A forced decision she later regrets by NOT having an abortion? Isn't that a rather perverse argument? Spin as they say.

But the judge also warned that abortions should not be made available if the young person lacked the maturity to understand all the advice they were given.

And how will that be assessed? A potential immaturity to understand the advice, but obviously mature enough to have the baby and look after it. Where do these people come from? The legal profession getting itself tied up in knots again. Painting itself into a corner. Then rig up a messier "get-out" from the mess.

Mrs Axon's QC Philip Havers had told Mr Justice Silber she did not say that doctors could not carry out treatment without parents' consent but that she had the right to be notified. Mrs Axon believes current guidelines "undermine" her role as a parent and infringe her parental rights under the European Convention on Human Rights.

Seems reasonable.

But:

Philip Sales, appearing for the health secretary, had told the judge her arguments had "absolutely no foundation in law".

YOUR TASKS:
- a) Summarize the commentary on Mrs Axon's court case in three sentences.
- b) Carry the commentary on Mrs Axon's court case forward from its last sentence.

GIVEN INFORMATION:
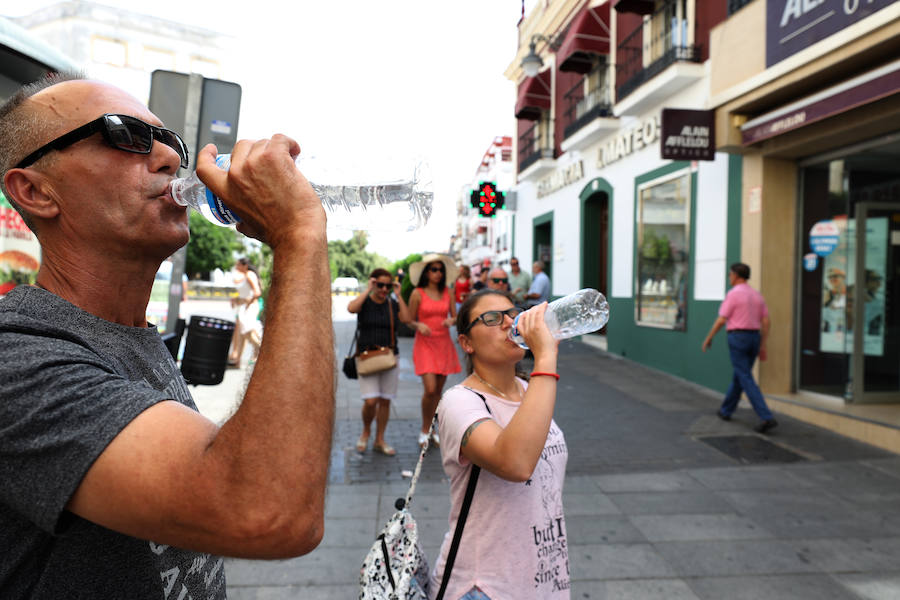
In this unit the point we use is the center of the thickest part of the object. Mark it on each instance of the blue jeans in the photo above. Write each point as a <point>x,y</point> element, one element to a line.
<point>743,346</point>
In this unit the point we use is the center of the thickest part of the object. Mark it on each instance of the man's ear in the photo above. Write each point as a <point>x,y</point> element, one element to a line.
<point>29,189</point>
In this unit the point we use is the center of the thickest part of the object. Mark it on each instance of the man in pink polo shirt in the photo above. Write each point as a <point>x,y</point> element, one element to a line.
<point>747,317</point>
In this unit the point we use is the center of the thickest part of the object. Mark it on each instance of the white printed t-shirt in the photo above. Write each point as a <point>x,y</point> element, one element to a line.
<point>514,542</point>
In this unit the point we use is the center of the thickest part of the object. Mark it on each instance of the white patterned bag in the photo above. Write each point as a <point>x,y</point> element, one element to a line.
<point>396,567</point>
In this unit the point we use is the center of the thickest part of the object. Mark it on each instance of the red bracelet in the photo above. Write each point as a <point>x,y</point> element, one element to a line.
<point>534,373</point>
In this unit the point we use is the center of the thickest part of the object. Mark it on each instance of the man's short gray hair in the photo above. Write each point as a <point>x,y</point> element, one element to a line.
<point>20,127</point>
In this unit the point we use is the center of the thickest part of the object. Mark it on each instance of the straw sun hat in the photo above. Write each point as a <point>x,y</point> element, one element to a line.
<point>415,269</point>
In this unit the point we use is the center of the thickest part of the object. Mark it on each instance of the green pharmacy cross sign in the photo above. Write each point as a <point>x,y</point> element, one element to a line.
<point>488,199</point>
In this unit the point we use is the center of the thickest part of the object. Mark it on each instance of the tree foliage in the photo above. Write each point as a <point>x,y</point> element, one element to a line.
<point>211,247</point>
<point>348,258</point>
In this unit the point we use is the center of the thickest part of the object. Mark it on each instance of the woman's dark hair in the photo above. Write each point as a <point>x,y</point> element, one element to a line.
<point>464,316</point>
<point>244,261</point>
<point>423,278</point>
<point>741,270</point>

==

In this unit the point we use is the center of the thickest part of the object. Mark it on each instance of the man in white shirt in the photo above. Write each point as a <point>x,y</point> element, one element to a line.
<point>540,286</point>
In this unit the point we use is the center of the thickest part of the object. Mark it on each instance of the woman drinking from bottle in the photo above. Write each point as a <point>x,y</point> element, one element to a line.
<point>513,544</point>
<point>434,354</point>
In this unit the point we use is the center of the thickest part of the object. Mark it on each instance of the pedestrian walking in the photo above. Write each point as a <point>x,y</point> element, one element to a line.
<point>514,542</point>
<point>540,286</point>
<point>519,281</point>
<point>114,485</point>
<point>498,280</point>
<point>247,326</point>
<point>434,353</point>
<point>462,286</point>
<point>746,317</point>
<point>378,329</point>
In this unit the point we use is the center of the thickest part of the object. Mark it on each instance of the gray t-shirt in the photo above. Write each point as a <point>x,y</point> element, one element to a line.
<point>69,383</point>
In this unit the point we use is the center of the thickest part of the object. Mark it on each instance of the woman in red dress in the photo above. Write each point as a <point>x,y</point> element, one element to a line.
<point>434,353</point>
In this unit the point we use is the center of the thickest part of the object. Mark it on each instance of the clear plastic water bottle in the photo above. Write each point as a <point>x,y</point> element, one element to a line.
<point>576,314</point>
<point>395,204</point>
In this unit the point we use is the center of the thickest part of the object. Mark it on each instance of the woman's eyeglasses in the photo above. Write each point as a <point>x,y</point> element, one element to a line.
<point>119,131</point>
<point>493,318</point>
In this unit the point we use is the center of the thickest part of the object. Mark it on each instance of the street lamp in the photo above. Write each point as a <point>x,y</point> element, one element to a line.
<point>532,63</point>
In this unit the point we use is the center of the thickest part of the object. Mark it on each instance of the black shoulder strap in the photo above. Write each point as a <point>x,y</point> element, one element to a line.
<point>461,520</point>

ANSWERS GIVEN:
- a) The writer calls the idea that a girl might regret a forced decision not to have an abortion a perverse argument, and questions the judge's warning that abortions should not be made available to a young person who lacks the maturity to understand the advice given. The writer asks how such immaturity would be assessed when the same person is treated as mature enough to have and care for a baby, and accuses the legal profession of tying itself in knots. Mrs Axon's QC said she claimed a right to be notified rather than a power to block treatment, a claim the writer finds reasonable, but counsel for the health secretary told the judge her arguments had "absolutely no foundation in law".

- b)
At a hearing in November, he said the UK had "a very serious problem" with high teenage pregnancy rates - and confidentiality was a key component of government policies to reduce conception rates and improve sexual health.

How does that work? I don't follow any logic there.

Smacks of sweeping under the carpet. Place in the shadows so the problem isn't seen. If the problem can't be seen, the problem doesn't exist! Right? It sweeps away the under-age sex and the legality issue. It reduces the number of births, mostly illegitimate, since they are aborted. It increases the numbers of damaged and traumatised young girls - doesn't effect young males in any such way: nothing to do with me guv! - and it fails absolutely to even attempt to control sexually transmitted diseases.

In fact, it does nothing less than makes a bad situation even worse.

That comment by Sales about "absolutely no foundation in law" is a very pompous and extremely unhelpful one. No surprises there - it comes from the health secretary's department. An assertion that has "absolutely no foundation in common sense".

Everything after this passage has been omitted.